[Data entries]

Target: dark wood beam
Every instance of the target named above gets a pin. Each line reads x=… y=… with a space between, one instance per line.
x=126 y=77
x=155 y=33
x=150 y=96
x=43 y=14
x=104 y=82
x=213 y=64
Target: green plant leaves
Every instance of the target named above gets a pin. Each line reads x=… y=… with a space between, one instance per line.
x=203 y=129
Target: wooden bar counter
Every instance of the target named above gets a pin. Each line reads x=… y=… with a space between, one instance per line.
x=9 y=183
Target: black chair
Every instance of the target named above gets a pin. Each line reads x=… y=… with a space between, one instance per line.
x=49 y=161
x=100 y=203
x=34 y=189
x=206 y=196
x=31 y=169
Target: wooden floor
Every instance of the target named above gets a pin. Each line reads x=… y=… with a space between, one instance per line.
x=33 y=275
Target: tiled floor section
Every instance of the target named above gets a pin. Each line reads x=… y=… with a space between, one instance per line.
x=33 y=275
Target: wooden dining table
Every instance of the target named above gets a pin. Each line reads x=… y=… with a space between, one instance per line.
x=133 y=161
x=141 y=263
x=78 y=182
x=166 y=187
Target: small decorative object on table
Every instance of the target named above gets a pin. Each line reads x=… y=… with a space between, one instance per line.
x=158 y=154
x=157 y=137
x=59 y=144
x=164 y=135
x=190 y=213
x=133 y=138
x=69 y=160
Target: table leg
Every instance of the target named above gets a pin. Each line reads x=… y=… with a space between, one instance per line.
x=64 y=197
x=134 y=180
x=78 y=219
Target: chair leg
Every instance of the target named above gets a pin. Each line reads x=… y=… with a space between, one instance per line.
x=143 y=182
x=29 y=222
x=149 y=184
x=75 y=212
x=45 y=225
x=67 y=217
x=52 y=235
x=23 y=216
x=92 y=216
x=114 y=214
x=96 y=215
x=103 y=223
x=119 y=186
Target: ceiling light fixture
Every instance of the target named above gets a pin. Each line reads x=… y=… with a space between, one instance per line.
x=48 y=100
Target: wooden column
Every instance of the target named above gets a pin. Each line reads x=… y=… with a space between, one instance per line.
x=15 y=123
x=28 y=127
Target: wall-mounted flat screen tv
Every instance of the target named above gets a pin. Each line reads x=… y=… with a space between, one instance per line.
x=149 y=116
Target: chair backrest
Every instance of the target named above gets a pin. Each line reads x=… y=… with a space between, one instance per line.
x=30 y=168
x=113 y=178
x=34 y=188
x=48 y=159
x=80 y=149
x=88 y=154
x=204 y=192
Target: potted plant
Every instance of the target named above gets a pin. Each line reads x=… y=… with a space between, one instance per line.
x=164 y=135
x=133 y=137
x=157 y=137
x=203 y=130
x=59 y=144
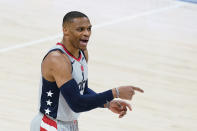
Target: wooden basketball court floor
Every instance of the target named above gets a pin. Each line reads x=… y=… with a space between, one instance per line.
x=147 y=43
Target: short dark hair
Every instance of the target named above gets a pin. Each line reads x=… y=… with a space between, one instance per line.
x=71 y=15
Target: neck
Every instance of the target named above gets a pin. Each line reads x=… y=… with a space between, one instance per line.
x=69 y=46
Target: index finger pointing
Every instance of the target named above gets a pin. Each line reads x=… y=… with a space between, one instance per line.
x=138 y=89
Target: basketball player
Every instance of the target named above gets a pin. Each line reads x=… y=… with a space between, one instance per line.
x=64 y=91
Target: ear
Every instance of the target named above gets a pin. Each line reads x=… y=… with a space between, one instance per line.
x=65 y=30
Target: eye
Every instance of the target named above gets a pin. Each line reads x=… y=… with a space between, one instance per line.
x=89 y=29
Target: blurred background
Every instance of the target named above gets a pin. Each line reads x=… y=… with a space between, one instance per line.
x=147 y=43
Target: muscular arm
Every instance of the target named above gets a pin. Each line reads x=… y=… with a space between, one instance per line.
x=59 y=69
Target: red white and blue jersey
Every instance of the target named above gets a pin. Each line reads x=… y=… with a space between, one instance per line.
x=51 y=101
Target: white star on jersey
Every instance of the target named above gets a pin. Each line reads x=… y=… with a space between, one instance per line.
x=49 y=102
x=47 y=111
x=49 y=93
...
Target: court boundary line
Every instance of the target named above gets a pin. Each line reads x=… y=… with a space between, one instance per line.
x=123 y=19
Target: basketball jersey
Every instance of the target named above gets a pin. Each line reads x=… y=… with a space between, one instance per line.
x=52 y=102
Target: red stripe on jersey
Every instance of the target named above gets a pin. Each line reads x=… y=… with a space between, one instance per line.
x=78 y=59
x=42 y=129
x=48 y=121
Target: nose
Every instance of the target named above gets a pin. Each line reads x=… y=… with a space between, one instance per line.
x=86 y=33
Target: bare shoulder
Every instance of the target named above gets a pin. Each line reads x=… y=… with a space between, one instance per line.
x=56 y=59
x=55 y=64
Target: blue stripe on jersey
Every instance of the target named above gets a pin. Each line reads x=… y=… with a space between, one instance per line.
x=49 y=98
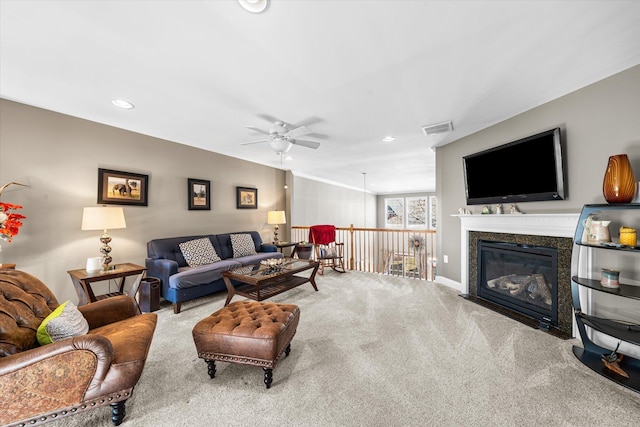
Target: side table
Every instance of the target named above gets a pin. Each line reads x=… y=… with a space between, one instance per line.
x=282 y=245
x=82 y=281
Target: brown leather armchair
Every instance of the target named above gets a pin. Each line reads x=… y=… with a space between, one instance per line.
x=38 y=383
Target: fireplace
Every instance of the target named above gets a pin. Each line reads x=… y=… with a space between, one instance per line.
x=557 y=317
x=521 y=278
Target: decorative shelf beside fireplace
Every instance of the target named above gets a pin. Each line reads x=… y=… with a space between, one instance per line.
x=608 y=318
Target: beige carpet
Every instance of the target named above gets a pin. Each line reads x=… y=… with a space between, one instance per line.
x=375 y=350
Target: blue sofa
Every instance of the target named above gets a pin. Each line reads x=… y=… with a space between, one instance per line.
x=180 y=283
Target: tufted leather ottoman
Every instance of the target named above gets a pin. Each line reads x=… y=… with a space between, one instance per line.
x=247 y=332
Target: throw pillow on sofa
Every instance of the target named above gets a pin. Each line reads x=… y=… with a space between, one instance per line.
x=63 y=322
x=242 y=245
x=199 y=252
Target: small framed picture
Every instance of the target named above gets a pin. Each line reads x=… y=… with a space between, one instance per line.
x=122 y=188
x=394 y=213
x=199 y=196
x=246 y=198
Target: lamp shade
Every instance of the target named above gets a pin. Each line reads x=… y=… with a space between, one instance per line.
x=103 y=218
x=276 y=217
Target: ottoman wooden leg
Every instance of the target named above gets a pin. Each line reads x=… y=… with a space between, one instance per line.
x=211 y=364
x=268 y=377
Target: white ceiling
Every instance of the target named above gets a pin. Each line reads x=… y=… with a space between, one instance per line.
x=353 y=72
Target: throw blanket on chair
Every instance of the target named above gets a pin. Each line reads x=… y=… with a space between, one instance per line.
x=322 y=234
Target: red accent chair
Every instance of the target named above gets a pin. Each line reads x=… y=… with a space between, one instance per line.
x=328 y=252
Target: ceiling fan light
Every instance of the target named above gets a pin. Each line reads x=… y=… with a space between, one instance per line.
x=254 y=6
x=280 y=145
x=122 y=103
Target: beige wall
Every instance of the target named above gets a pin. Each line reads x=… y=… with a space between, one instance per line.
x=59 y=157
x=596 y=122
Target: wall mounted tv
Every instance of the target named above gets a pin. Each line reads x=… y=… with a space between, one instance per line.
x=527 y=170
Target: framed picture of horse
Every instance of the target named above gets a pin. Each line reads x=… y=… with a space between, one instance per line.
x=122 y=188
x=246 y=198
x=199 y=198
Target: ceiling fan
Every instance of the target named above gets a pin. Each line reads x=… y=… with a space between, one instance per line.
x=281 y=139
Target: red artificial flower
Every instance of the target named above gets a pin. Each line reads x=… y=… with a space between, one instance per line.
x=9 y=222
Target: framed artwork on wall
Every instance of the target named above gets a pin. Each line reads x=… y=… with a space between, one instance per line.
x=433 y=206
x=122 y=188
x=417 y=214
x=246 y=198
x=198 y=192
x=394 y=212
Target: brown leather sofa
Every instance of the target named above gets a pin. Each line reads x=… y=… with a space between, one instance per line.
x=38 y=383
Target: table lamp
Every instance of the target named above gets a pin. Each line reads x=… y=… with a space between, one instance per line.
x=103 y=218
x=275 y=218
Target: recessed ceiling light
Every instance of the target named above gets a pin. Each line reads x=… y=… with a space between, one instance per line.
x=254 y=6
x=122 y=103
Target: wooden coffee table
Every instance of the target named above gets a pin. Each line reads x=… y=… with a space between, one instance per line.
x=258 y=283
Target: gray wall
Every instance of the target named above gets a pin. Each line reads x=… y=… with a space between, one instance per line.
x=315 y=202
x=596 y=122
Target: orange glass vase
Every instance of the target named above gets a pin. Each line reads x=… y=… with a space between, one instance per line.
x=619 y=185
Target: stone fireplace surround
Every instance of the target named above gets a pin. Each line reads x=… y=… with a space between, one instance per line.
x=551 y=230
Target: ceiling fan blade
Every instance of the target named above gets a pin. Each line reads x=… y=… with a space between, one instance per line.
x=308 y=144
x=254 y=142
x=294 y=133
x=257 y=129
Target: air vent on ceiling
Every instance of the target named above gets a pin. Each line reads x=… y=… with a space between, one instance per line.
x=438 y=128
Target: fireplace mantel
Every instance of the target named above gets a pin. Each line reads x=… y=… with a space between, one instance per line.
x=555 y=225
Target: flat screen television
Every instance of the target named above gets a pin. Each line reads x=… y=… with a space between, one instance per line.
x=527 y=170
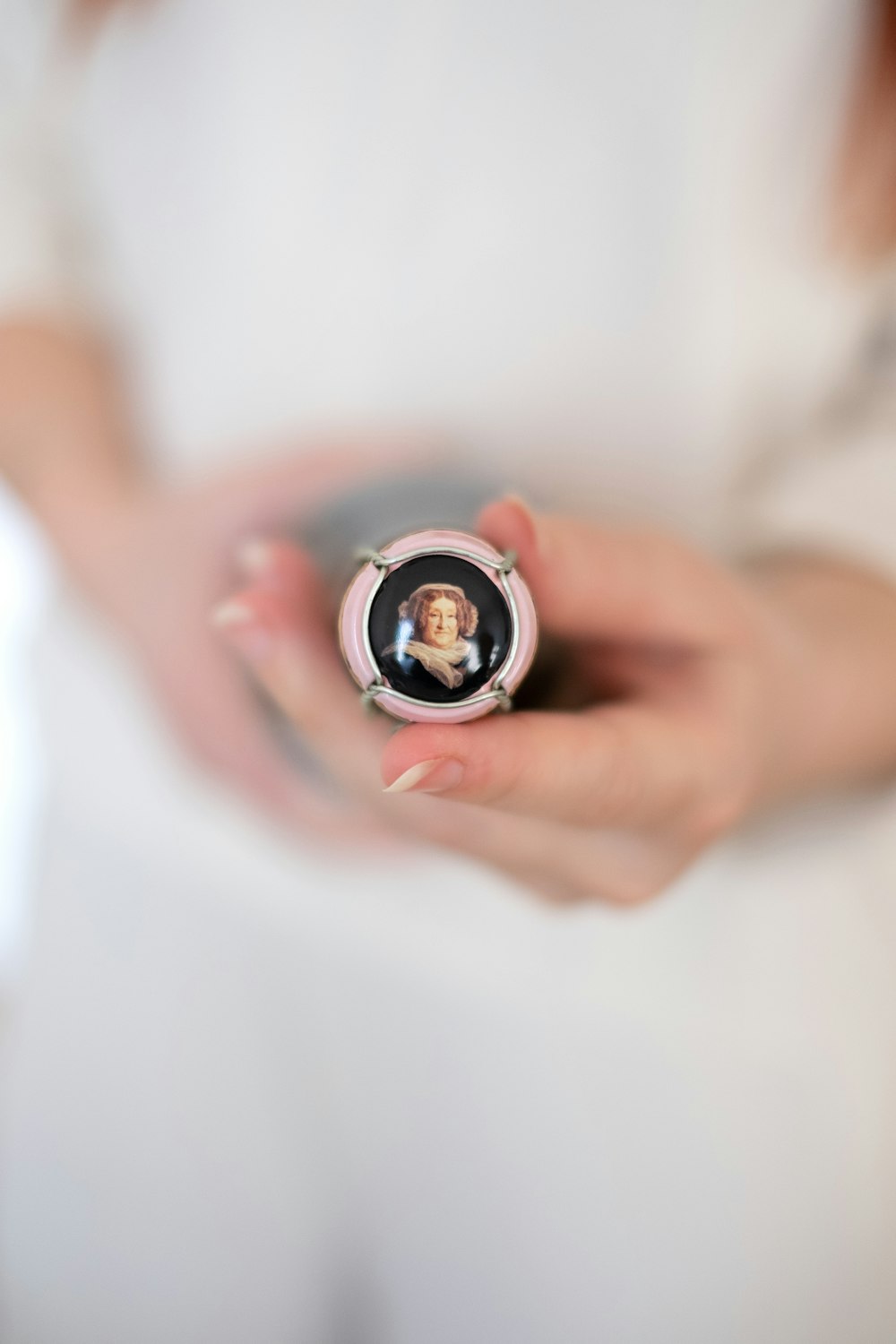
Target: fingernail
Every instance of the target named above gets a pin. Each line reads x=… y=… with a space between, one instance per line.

## DIRECTIVE
Duplicate everything in the material above from the line containing "Target: dark wood beam" down to the line containing "x=203 y=129", with both of those lines included.

## COMPLETE OUTPUT
Target: dark wood beam
Every instance of the target named above gets a pin. Each line reads x=… y=… with a space between, one instance per line.
x=126 y=77
x=155 y=33
x=150 y=96
x=43 y=14
x=104 y=82
x=213 y=64
Target: green plant leaves
Every instance of the target named above gets a pin. Each line reads x=… y=… with a space between, one instance per line.
x=203 y=129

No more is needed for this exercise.